--- BEGIN ---
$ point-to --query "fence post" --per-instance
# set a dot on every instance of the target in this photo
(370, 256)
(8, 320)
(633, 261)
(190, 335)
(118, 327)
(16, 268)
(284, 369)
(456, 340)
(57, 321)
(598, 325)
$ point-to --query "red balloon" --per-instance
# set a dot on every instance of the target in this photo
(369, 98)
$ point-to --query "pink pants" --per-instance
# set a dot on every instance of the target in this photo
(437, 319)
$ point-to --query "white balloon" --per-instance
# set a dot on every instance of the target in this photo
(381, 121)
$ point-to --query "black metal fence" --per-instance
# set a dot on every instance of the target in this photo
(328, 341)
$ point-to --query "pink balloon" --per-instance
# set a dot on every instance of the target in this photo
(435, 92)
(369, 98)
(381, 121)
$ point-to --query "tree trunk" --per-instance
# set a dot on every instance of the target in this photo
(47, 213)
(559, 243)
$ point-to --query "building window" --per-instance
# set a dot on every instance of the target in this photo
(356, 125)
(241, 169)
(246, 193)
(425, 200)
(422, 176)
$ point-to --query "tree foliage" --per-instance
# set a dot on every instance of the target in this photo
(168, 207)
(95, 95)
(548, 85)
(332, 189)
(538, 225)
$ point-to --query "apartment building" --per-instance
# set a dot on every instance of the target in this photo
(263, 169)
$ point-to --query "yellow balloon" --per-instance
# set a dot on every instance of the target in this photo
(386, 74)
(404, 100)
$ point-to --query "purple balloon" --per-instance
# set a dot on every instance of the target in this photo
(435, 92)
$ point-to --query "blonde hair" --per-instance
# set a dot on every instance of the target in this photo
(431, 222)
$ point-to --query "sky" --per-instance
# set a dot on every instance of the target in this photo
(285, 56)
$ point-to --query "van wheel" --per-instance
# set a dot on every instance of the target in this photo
--- END ---
▶ STATED GOAL
Pick out and copy every line of the data above that contains the string "pink". Case counts.

▶ FINISHED EXERCISE
$ point-to --query "pink pants" --per-instance
$ point-to --query "pink balloon" --per-instance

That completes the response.